__STATED TASK__
Present every line of the records below as a Markdown table with the columns Row and Line. Give each line a row number, and leave out blank lines.

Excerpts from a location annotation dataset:

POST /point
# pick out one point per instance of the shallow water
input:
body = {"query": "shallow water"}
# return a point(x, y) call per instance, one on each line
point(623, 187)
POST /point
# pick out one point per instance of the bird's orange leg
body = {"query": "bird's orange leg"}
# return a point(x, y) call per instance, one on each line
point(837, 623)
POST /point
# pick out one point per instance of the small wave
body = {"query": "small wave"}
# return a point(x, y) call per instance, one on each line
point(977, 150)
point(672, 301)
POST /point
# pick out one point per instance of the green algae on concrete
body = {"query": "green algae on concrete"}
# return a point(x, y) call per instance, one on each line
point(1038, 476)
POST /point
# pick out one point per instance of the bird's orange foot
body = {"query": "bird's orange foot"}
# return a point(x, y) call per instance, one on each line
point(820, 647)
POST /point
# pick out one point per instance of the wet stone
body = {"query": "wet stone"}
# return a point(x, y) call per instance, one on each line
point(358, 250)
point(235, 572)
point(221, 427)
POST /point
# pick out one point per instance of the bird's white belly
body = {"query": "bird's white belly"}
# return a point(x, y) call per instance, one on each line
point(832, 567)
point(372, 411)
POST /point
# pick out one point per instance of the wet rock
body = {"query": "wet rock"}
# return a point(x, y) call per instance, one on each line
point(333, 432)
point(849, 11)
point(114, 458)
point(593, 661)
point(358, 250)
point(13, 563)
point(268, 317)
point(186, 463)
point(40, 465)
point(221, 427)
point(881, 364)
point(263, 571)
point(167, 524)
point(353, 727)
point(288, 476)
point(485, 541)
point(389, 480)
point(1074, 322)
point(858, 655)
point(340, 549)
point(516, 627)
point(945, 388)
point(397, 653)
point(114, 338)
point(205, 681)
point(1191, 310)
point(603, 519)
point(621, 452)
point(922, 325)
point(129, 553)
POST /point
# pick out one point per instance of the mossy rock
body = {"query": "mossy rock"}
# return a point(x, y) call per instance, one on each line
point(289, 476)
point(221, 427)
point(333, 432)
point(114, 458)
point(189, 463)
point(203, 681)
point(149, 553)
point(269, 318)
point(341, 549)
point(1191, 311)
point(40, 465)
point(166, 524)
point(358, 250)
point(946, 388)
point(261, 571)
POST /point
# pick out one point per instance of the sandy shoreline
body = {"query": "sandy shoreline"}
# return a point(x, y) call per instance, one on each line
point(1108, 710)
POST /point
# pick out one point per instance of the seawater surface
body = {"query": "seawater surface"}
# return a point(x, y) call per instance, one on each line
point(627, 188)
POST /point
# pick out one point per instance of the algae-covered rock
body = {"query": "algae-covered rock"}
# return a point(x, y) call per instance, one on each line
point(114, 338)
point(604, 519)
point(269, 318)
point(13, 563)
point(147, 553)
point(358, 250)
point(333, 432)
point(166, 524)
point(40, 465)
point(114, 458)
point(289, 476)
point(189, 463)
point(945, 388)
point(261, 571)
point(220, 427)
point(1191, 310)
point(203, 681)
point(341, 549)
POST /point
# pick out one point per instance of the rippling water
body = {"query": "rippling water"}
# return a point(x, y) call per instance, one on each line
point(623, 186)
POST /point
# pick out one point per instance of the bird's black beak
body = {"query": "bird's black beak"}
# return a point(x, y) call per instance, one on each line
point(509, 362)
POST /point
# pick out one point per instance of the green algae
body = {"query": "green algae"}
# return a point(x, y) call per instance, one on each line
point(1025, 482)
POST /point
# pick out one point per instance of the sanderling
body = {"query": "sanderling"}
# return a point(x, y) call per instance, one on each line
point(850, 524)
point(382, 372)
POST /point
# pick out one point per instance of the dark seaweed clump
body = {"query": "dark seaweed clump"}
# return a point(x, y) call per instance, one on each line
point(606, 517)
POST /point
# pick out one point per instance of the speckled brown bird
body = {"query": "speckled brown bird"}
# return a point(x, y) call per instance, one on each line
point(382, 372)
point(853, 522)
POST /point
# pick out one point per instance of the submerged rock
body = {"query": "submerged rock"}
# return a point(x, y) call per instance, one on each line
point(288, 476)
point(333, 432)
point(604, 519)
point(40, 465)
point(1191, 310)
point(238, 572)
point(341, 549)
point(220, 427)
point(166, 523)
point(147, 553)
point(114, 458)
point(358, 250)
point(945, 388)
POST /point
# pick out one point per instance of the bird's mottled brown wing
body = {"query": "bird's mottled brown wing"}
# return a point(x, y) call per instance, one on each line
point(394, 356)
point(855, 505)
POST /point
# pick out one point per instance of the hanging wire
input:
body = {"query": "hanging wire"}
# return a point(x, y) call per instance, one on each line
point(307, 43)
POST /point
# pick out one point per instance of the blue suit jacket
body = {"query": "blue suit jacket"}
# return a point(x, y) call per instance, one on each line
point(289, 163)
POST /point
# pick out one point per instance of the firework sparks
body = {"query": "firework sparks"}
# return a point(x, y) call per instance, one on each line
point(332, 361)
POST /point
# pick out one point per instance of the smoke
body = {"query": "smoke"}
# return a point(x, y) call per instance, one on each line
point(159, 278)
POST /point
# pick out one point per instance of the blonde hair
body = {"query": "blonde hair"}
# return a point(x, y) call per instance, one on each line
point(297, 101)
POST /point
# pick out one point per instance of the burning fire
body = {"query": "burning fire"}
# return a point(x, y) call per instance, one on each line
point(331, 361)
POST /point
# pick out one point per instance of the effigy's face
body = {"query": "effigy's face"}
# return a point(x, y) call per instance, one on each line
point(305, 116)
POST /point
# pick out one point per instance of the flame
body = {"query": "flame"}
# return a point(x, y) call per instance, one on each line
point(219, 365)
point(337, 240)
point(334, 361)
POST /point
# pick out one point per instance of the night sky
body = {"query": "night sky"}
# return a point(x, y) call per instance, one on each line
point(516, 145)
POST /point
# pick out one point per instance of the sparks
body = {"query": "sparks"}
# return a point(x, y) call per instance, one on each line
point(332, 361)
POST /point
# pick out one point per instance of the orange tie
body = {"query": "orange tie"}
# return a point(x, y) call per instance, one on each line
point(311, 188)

__ANSWER TO THE PROBLEM__
| Row | Line |
|---|---|
| 1 | POST /point |
| 2 | # pick out one point per instance of the shallow water |
| 3 | input: |
| 4 | body = {"query": "shallow water"} |
| 5 | # return a point(x, y) call per instance, one on each line |
| 6 | point(623, 187) |
| 7 | POST /point |
| 8 | # pick out one point per instance of the bird's orange leg |
| 9 | body = {"query": "bird's orange leg"} |
| 10 | # return a point(x, y) call per instance, one on each line |
| 11 | point(837, 623) |
| 12 | POST /point |
| 13 | # pick out one point per instance of the small wave |
| 14 | body = {"query": "small wave"} |
| 15 | # return a point(x, y) call per instance, one on each line |
| 16 | point(977, 150) |
| 17 | point(672, 301) |
| 18 | POST /point |
| 19 | # pick out one point per instance of the green algae on concrete |
| 20 | body = {"query": "green algae on concrete"} |
| 21 | # return a point(x, y) call per instance, one on each line |
| 22 | point(1038, 476) |
| 23 | POST /point |
| 24 | # pick out one point per instance of the bird's orange foot |
| 25 | body = {"query": "bird's orange foot"} |
| 26 | # return a point(x, y) call per instance, one on each line |
| 27 | point(820, 647) |
| 28 | POST /point |
| 29 | # pick out one point per instance of the wet stone |
| 30 | body = {"query": "wet stone"} |
| 31 | # return a point(x, y) call per instance, one on each line |
| 32 | point(358, 250) |
| 33 | point(235, 572) |
| 34 | point(221, 427) |
| 35 | POST /point |
| 36 | # pick out one point per instance of the bird's white belly |
| 37 | body = {"query": "bird's white belly"} |
| 38 | # return a point(x, y) call per instance, one on each line |
| 39 | point(832, 567) |
| 40 | point(372, 411) |
| 41 | POST /point |
| 42 | # pick out one point per instance of the wet rock |
| 43 | body = {"query": "wet rock"} |
| 44 | # return a point(x, y) call per instance, one on each line |
| 45 | point(333, 432) |
| 46 | point(849, 11) |
| 47 | point(114, 458) |
| 48 | point(593, 661) |
| 49 | point(358, 250) |
| 50 | point(13, 563) |
| 51 | point(268, 317) |
| 52 | point(186, 463) |
| 53 | point(40, 465) |
| 54 | point(221, 427) |
| 55 | point(881, 364) |
| 56 | point(263, 571) |
| 57 | point(167, 524) |
| 58 | point(353, 727) |
| 59 | point(288, 476) |
| 60 | point(485, 541) |
| 61 | point(389, 480) |
| 62 | point(1074, 322) |
| 63 | point(858, 655) |
| 64 | point(340, 549) |
| 65 | point(516, 627) |
| 66 | point(945, 388) |
| 67 | point(397, 653) |
| 68 | point(114, 338) |
| 69 | point(205, 681) |
| 70 | point(1191, 310) |
| 71 | point(603, 519) |
| 72 | point(621, 452) |
| 73 | point(922, 325) |
| 74 | point(129, 553) |
| 75 | POST /point |
| 76 | # pick out one point per instance of the mossy rock |
| 77 | body = {"query": "mossy rock"} |
| 78 | # return a point(x, y) call per instance, one on each line |
| 79 | point(289, 476) |
| 80 | point(221, 427) |
| 81 | point(333, 432) |
| 82 | point(114, 458) |
| 83 | point(189, 463) |
| 84 | point(203, 681) |
| 85 | point(149, 553) |
| 86 | point(269, 318) |
| 87 | point(341, 549) |
| 88 | point(1191, 311) |
| 89 | point(40, 465) |
| 90 | point(166, 524) |
| 91 | point(358, 250) |
| 92 | point(946, 388) |
| 93 | point(261, 571) |
| 94 | POST /point |
| 95 | # pick out one point per instance of the sandy shoreline |
| 96 | body = {"query": "sandy shoreline"} |
| 97 | # return a point(x, y) call per instance, one on each line |
| 98 | point(1108, 710) |
| 99 | POST /point |
| 100 | # pick out one point per instance of the seawater surface |
| 101 | body = {"query": "seawater surface"} |
| 102 | # return a point(x, y) call per instance, one on each line |
| 103 | point(627, 188) |
| 104 | POST /point |
| 105 | # pick out one point per instance of the algae-covered rock |
| 106 | body = {"query": "algae-covered rock"} |
| 107 | # return a point(x, y) call per instance, one on each line |
| 108 | point(114, 338) |
| 109 | point(604, 519) |
| 110 | point(269, 318) |
| 111 | point(13, 563) |
| 112 | point(147, 553) |
| 113 | point(358, 250) |
| 114 | point(333, 432) |
| 115 | point(166, 524) |
| 116 | point(40, 465) |
| 117 | point(114, 458) |
| 118 | point(289, 476) |
| 119 | point(189, 463) |
| 120 | point(945, 388) |
| 121 | point(261, 571) |
| 122 | point(220, 427) |
| 123 | point(1191, 310) |
| 124 | point(203, 681) |
| 125 | point(341, 549) |
| 126 | POST /point |
| 127 | # pick out one point per instance of the rippling water |
| 128 | body = {"query": "rippling water"} |
| 129 | # return a point(x, y) call per instance, one on each line |
| 130 | point(623, 186) |
| 131 | POST /point |
| 132 | # pick out one point per instance of the bird's black beak |
| 133 | body = {"query": "bird's black beak"} |
| 134 | # return a point(x, y) call per instance, one on each line |
| 135 | point(509, 362) |
| 136 | POST /point |
| 137 | # pick out one point per instance of the green algae |
| 138 | body = {"query": "green algae"} |
| 139 | # return a point(x, y) call per instance, one on each line |
| 140 | point(1025, 482) |
| 141 | POST /point |
| 142 | # pick out one point per instance of the sanderling |
| 143 | body = {"query": "sanderling"} |
| 144 | # return a point(x, y) call per instance, one on each line |
| 145 | point(850, 524) |
| 146 | point(382, 372) |
| 147 | POST /point |
| 148 | # pick out one point per instance of the dark seaweed clump |
| 149 | body = {"query": "dark seaweed clump"} |
| 150 | # return a point(x, y) call per instance, one on each line |
| 151 | point(606, 517) |
| 152 | POST /point |
| 153 | # pick out one point per instance of the speckled brown bird |
| 154 | body = {"query": "speckled brown bird"} |
| 155 | # return a point(x, y) call per instance, one on each line |
| 156 | point(382, 372) |
| 157 | point(853, 522) |
| 158 | POST /point |
| 159 | # pick out one point per instance of the submerged rock |
| 160 | body = {"query": "submerged rock"} |
| 161 | # return a point(x, y) call per instance, one on each line |
| 162 | point(288, 476) |
| 163 | point(333, 432) |
| 164 | point(604, 519) |
| 165 | point(40, 465) |
| 166 | point(1191, 310) |
| 167 | point(238, 572) |
| 168 | point(341, 549) |
| 169 | point(220, 427) |
| 170 | point(166, 523) |
| 171 | point(147, 553) |
| 172 | point(114, 458) |
| 173 | point(358, 250) |
| 174 | point(945, 388) |
| 175 | POST /point |
| 176 | # pick out one point per instance of the bird's mottled brown wing |
| 177 | body = {"query": "bird's mottled brown wing"} |
| 178 | # return a point(x, y) call per instance, one on each line |
| 179 | point(394, 356) |
| 180 | point(855, 505) |
| 181 | POST /point |
| 182 | # pick out one point per instance of the hanging wire |
| 183 | input: |
| 184 | body = {"query": "hanging wire"} |
| 185 | # return a point(x, y) call per instance, one on each line |
| 186 | point(307, 43) |
| 187 | POST /point |
| 188 | # pick out one point per instance of the blue suit jacket |
| 189 | body = {"query": "blue suit jacket"} |
| 190 | # return a point(x, y) call per instance, one on each line |
| 191 | point(289, 163) |
| 192 | POST /point |
| 193 | # pick out one point per instance of the firework sparks |
| 194 | body = {"query": "firework sparks"} |
| 195 | # return a point(x, y) call per instance, one on each line |
| 196 | point(332, 361) |
| 197 | POST /point |
| 198 | # pick out one point per instance of the smoke |
| 199 | body = {"query": "smoke"} |
| 200 | # return a point(x, y) call per instance, one on each line |
| 201 | point(159, 278) |
| 202 | POST /point |
| 203 | # pick out one point per instance of the blonde hair |
| 204 | body = {"query": "blonde hair"} |
| 205 | # return a point(x, y) call per instance, one on each line |
| 206 | point(297, 101) |
| 207 | POST /point |
| 208 | # pick out one point per instance of the burning fire |
| 209 | body = {"query": "burning fire"} |
| 210 | # return a point(x, y) call per instance, one on each line |
| 211 | point(331, 361) |
| 212 | POST /point |
| 213 | # pick out one point per instance of the effigy's face |
| 214 | body = {"query": "effigy's face"} |
| 215 | # return a point(x, y) call per instance, one on each line |
| 216 | point(305, 116) |
| 217 | POST /point |
| 218 | # pick out one point per instance of the flame |
| 219 | body = {"query": "flame"} |
| 220 | # return a point(x, y) call per instance, one on each line |
| 221 | point(219, 365) |
| 222 | point(337, 240) |
| 223 | point(334, 361) |
| 224 | POST /point |
| 225 | # pick out one point per instance of the night sky |
| 226 | body = {"query": "night sky"} |
| 227 | # return a point(x, y) call per instance, one on each line |
| 228 | point(516, 145) |
| 229 | POST /point |
| 230 | # pick out one point per instance of the sparks |
| 231 | body = {"query": "sparks"} |
| 232 | # return a point(x, y) call per instance, one on each line |
| 233 | point(332, 361) |
| 234 | POST /point |
| 235 | # pick out one point per instance of the orange tie |
| 236 | body = {"query": "orange tie"} |
| 237 | # return a point(x, y) call per instance, one on each line |
| 238 | point(311, 188) |